**WHAT TO WORK ON:**
A) Translate this sentence from the article on the Atlanta protest into Spanish: "After a night in jail, the seven were free again on April 6, clutching misdemeanor tickets issued by the city for blocking traffic."
B) Please check each statement against the article on the Atlanta protest. Answer yes or no, and quote the words that decide it: (i) The protesters sat down in the middle of a busy street. (ii) The Immigration and Customs Enforcement officers took action against the seven. (iii) Eleven college-age Latinos gathered in downtown Atlanta.

**SOURCE:**
·····

Young ‘Dreamers’ face a life of uncertainty

Illegal immigrants push for new policy

On April 5, illegal immigrants join hands before being arrested during a protest for rights for higher education for illegal immigrants that blocked traffic in Atlanta. (Associated Press)
Richard Fausset Los Angeles Times

ATLANTA – Seven college-age Latinos gathered in downtown Atlanta and passed around a microphone, announcing to the world that they were coming out of the shadows as illegal immigrants.

Then, in an act of civil disobedience, they sat down in the middle of a busy street and announced it again to a large and chanting crowd. When they were hauled off to jail, they even declared their status to a pair Immigration and Customs Enforcement officers – who proceeded to do nothing.

After a night in jail, the seven were free again on April 6, clutching misdemeanor tickets issued by the city for blocking traffic.

So what, one might ask, does it take for an illegal immigrant to get deported in the United States of 2011?

·····

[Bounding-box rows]

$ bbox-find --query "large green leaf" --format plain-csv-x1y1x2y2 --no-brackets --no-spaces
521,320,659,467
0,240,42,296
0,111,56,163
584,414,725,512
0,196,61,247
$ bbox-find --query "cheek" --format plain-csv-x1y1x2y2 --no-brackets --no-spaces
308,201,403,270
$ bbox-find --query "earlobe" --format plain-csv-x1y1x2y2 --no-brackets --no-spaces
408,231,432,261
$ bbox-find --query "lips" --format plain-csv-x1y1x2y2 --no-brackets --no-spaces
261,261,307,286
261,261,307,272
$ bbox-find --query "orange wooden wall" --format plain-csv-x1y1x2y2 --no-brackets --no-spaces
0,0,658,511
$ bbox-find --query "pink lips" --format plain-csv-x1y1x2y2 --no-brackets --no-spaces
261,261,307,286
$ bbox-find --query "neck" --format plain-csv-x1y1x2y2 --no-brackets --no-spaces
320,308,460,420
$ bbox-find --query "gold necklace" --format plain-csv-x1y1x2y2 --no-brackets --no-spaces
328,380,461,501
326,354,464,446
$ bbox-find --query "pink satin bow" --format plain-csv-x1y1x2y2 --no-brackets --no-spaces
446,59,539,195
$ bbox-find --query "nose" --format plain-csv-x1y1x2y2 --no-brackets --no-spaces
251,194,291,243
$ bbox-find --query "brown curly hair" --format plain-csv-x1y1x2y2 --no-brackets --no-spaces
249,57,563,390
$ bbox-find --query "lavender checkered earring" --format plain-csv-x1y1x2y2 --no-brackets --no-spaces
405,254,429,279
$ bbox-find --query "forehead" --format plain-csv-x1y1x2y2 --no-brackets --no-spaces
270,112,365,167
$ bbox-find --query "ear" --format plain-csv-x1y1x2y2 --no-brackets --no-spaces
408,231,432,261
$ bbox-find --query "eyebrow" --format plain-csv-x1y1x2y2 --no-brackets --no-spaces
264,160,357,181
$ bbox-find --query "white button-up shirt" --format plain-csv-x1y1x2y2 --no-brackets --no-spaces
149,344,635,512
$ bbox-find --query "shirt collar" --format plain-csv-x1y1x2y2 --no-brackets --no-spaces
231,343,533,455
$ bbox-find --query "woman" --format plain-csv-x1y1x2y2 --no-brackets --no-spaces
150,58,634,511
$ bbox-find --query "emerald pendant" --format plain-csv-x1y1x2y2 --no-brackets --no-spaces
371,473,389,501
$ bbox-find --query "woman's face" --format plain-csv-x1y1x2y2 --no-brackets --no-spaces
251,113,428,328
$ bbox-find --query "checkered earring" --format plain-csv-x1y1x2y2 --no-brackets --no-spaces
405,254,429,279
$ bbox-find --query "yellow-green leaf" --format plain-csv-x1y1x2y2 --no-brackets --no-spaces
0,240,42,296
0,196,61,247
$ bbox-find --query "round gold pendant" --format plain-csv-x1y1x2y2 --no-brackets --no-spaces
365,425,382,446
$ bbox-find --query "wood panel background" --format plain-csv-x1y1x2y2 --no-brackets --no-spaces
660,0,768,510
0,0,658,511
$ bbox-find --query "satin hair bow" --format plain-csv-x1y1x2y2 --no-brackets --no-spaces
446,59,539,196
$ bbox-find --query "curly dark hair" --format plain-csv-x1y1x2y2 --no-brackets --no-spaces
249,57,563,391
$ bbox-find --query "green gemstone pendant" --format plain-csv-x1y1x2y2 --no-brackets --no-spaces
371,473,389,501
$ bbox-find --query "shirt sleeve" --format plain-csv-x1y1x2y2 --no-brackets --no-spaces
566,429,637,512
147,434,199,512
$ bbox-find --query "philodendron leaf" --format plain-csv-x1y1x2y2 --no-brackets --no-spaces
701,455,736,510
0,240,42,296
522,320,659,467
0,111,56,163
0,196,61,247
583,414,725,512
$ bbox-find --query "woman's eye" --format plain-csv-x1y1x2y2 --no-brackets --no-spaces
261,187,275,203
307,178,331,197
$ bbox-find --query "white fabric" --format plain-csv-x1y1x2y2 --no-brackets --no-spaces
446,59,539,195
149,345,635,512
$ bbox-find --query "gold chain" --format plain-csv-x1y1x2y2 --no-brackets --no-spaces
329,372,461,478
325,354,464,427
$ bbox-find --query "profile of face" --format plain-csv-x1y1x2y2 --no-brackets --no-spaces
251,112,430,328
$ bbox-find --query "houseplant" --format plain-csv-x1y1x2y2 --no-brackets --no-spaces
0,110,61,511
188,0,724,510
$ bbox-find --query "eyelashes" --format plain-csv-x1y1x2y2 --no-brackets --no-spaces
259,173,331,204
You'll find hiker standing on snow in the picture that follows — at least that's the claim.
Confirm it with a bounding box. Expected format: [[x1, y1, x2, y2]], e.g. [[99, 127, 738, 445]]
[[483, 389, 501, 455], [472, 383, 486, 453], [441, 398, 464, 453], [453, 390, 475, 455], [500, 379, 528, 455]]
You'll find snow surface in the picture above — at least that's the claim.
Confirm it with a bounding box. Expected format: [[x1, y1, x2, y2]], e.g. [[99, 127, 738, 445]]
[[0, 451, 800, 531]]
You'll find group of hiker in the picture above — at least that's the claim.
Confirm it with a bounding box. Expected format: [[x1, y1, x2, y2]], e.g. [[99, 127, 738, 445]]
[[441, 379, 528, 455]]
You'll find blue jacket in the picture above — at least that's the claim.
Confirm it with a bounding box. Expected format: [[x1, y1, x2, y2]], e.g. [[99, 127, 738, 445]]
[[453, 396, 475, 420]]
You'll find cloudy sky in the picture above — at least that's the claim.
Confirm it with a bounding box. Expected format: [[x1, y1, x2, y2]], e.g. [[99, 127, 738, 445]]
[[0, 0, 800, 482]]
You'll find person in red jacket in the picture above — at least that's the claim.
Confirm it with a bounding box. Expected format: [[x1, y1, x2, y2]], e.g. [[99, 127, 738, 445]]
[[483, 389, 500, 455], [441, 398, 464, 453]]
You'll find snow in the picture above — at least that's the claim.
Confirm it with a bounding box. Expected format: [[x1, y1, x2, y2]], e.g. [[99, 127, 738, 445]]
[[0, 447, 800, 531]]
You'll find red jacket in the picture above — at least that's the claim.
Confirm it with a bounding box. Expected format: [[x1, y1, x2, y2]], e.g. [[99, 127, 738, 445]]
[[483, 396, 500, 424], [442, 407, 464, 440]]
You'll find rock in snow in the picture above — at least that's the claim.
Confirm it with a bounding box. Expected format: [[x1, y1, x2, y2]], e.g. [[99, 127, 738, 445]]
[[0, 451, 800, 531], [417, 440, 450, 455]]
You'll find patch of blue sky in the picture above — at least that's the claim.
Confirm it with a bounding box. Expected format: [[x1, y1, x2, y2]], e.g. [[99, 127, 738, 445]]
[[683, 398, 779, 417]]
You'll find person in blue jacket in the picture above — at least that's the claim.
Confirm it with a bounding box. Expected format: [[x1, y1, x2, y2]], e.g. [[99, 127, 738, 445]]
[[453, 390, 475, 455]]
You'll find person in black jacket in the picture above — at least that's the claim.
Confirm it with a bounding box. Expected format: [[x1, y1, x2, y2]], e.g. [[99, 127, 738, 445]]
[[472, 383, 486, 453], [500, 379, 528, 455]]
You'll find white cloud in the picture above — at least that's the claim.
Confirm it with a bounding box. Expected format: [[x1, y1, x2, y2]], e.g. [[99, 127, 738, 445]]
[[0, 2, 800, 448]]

·····

**ANSWER SET:**
A) Después de una noche en la cárcel, los siete quedaron libres de nuevo el 6 de abril, aferrando multas por faltas menores emitidas por la ciudad por bloquear el tráfico.

B)
(i) Yes: "they sat down in the middle of a busy street"
(ii) No: "who proceeded to do nothing"
(iii) No: "Seven college-age Latinos gathered in downtown Atlanta"